DOCUMENT
+ + + + +

LeNet-5

  • Made for the task of classifying hand-written digits. It was one of the earliest CNNs
    • It consists of two blocks — a convolutional block and a dense block.
    • In each convolutional block, we use a sigmoid activation function and subsequent average pooling operation.
    • After the convolutional block, we flatten the input through one last convolution to feed it into the dense block in order to use the extracted feature maps as input.
    • Model complexity is controlled via weight decay
  • It defined the use of convolutional layers, however it was not widely adopted due to a lack of hardware.

LeNet-5. Image taken from Zhang et al.

AlexNet

  • An improved version of LeNet-5 that was made to run on GPUs. Parallelization greatly improved the performance.
  • Made use of modernized techniques such as Image Augmentation, Dropout, and the use of ReLU instead of the sigmoid as its activation function.
    • The use of ReLU means that training is easier and is less prone to the vanishing gradient.
    • Dropout controls the model complexity.
    • For parallelization, we use grouped convolutions

AlexNet. Image taken from Zhang et al.

VGG Network

  • Made use of convolutional blocks which perform a series of convolutions before any pooling is done.
  • The resulting network has the same number of parameters as a dense network with a wider convolutional kernel. However, the performance is much better.
  • The convolution layers were kept small to support a narrow yet deep network.
  • The resulting network has the same parameters as that of a dense network with a wider convolutional kernel, however, the performance is much better.

VGG Block. Image taken from Zhang et al.

Network In Networks

  • Aimed to address the fact that CNNs with too many parameters can slow down layers.

  • It also aimed to add more fully connected layers at the end of the network to introduce non-linearities without destroying the spatial structure of the network.

+ + + + +

DATA RECORDS
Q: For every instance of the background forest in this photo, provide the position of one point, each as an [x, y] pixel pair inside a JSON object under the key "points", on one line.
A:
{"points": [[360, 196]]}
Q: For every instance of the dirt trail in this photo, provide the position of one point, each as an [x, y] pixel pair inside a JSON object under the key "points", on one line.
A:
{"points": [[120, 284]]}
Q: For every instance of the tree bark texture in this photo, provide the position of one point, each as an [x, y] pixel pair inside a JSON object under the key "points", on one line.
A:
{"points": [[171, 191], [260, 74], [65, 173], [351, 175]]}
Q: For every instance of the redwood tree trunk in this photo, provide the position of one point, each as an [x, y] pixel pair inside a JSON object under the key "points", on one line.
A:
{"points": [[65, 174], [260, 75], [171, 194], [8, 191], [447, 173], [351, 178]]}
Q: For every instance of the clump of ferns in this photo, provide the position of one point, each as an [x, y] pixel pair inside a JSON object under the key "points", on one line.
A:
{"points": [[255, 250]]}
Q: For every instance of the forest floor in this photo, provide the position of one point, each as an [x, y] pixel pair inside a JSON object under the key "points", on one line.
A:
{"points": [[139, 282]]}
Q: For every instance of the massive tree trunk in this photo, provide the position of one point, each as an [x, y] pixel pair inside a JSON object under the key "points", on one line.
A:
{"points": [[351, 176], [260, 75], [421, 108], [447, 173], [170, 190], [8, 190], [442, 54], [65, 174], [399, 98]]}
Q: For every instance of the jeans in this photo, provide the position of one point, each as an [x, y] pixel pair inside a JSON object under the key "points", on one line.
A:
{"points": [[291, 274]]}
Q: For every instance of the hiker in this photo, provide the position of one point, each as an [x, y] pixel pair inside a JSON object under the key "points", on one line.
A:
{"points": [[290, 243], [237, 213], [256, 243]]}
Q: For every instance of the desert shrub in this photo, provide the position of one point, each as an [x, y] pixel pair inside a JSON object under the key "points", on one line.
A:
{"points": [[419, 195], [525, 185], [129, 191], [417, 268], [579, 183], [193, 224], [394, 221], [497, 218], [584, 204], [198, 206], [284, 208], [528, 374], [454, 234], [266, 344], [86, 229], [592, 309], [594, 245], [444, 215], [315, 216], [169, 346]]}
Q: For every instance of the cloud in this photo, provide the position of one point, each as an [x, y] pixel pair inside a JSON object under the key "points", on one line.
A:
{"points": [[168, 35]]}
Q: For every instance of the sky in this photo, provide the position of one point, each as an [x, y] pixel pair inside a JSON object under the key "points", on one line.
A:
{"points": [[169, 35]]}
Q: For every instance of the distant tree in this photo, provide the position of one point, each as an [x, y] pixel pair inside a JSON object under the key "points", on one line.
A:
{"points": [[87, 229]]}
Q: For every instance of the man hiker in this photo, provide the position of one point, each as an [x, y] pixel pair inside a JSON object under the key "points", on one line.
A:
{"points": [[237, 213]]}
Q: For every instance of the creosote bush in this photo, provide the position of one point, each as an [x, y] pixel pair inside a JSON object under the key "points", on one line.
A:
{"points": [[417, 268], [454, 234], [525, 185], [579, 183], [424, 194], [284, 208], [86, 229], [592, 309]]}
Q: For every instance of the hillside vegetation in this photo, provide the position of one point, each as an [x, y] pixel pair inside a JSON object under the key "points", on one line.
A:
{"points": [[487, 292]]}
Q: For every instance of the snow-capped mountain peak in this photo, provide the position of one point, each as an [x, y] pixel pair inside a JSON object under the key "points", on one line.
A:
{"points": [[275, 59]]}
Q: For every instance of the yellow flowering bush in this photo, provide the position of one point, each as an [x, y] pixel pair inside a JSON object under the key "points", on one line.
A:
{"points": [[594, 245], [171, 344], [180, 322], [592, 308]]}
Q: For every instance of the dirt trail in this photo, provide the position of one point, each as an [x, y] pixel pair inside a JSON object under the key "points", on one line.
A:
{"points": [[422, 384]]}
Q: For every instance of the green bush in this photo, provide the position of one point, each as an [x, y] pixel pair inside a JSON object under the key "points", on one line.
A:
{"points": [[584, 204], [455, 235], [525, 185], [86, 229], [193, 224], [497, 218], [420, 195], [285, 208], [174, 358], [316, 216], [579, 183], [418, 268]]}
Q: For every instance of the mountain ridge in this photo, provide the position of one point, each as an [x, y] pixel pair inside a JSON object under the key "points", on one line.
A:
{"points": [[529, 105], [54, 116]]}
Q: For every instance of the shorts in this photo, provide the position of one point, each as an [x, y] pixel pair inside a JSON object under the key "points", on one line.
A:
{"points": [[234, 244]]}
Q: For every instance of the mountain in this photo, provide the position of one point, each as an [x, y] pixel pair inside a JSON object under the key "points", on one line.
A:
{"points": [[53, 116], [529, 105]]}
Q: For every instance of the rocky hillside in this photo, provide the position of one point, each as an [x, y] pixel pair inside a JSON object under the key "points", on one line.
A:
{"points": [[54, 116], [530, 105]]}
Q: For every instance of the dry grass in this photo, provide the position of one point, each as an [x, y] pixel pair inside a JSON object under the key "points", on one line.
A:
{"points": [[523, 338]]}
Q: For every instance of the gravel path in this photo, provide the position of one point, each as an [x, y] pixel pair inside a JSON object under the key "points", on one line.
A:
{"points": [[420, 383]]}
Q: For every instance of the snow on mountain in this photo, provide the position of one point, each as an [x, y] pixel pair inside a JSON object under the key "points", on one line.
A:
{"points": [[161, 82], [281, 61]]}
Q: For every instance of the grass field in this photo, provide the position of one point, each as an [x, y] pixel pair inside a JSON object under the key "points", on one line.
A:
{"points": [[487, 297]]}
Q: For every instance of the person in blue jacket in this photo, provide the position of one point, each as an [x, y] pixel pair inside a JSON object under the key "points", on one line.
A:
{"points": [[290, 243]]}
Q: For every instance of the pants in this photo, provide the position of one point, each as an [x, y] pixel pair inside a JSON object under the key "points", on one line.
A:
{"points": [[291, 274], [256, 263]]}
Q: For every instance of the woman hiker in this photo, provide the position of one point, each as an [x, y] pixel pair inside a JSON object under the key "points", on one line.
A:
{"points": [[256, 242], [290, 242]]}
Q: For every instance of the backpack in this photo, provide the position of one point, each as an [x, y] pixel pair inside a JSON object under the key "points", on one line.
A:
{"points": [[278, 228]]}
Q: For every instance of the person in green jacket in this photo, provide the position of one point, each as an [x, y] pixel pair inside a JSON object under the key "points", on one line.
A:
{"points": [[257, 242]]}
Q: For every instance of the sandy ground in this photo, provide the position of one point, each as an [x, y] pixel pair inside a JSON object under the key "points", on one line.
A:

+ + + + +

REQUIREMENTS
#1 In the CNN architecture notes, why did AlexNet use ReLU instead of the sigmoid as its activation function? Please answer in one to three sentences.
#2 According to the CNN architecture notes, what controls model complexity in LeNet-5?
#3 Write the next part of the notes on CNN architectures, starting after their final sentence.

RESULTS OF THE EXERCISE
#1 The notes say that using ReLU makes training easier. It also makes the network less prone to the vanishing gradient.

#2 Weight decay.

#3
  • For low resolution images, the Global Average Pooling operation introduced more translational invariance.

  • It made use of 1x1 Convolutional layers to minimize the number of parameters without sacrificing accuracy by convolving over the channels of the image rather than compress it.

  • Each NiN block is multi-channel with an output equal to the number of classes.

  • After each NiN block is a Max Pooling operation. We forego the use of fully connected layers by instead having a Global Average Pooling operation.

NiN block. Image taken from Zhang et al.
  • In this case, the NiN block comprises of 1x1 convolutional blocks which can be thought of as a Fully Connected Layer acting independently on each pixel location.

GoogLeNet

  • Strengthens Network in Networks by allowing for multiple granularities of feature maps extracted.
  • It is cheaper while having more improved accuracy.
GoogLeNet. Image taken from Zhang et al.
  • This is done through the use of Inception Blocks that have many parallel branches that all perform convolutions but with different kernel sizes to scan at varying levels of detail.
    • The first three branches aim to extract information at different spatial sizes.
    • The middle two branches also add a 1x1 convolutional layer to reduce the number of channels and reduce model complexity (similar to Network In Networks).
    • The fourth branch uses a max pooling layer followed by another 1x1 Convolutional layer to change the number of channels.
    • All branches yield the same dimension of input and output and their outputs are concatenated along the channel dimension. This is the block’s output.
    • This is performant since we can scan the input at varying levels of detail.

Inception Block. Image taken from Zhang et al.

ResNet

  • Aimed to increase expressivity of its predecssors and allow it to precisely capture a particular class of functions through increased complexity

  • To that end, introduced skip connections or residual blocks whcih connected the current output with the output of the previous layer (before any activations).

  • By using skip connections, the model counteracts performance degradation due to the deeper architecture, as well as the vanishing and exploding gradient problems.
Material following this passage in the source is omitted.